Soal Latihan. Salin kembali bagian teks sumber yang diawali "Di tengah perumahan" dan berlanjut sampai "kaki putranya Ismail.", lalu ganti "rumah mewah" dengan "rumah megah".

Teks Sumber.
=-=-=-=-=
Sukses Modal Otak Kanan


Di tengah perumahan komplek Taman Mangu Indah Pondok Aren, terlihat rumah mewah berlantai dua. Sosoknya kalem, santun dan bersahabat membukakan pintu gerbang rumahnya. “Silahkan masuk mas!”, ucapnya santun. Dialah Jalal Abdul Nasir (46), orang kebanyakan memanggilnya Haji Jalal. Pengusaha muda sukses yang bergerak di bidang busana muslim bermerek “Nibras”. Bersama istrinya, Temmi Wahyuni ia membangun bisnis busana muslim yang menurutnya seperti cerita Siti Hajar yang mencari air kesana-kemari namun ternyata air itu ada di kaki putranya Ismail.    

“Awalnya tahun 1999, saya berbisnis buku, kaset, Al-Quran, VCD, makanan minuman dengan bendera Fatahillah. Kami gagal dan 2009 toko buku saya tutup dengan meninggalkan banyak hutang. 2009-2011 kami berusaha bangkit sambil terus jualan apa saja mulai training, asuransi, seminar, dan lain-lain agar bisa melunasi hutang. Kami hanya bermodalkan otak kanan. Pada akhirnya 2011 kami menemukan bisnis ini yang idenya dari istri saya sendiri. Itulah mengapa seperti kisah Siti Hajar”, kenangnya menjelaskan.
=-=-=-=-=
Data yang Diberikan.
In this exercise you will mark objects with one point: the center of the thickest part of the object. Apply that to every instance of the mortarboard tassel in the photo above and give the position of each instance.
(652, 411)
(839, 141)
=-=-=-=-=
Jawaban Latihan.
Di tengah perumahan komplek Taman Mangu Indah Pondok Aren, terlihat rumah megah berlantai dua. Sosoknya kalem, santun dan bersahabat membukakan pintu gerbang rumahnya. “Silahkan masuk mas!”, ucapnya santun. Dialah Jalal Abdul Nasir (46), orang kebanyakan memanggilnya Haji Jalal. Pengusaha muda sukses yang bergerak di bidang busana muslim bermerek “Nibras”. Bersama istrinya, Temmi Wahyuni ia membangun bisnis busana muslim yang menurutnya seperti cerita Siti Hajar yang mencari air kesana-kemari namun ternyata air itu ada di kaki putranya Ismail.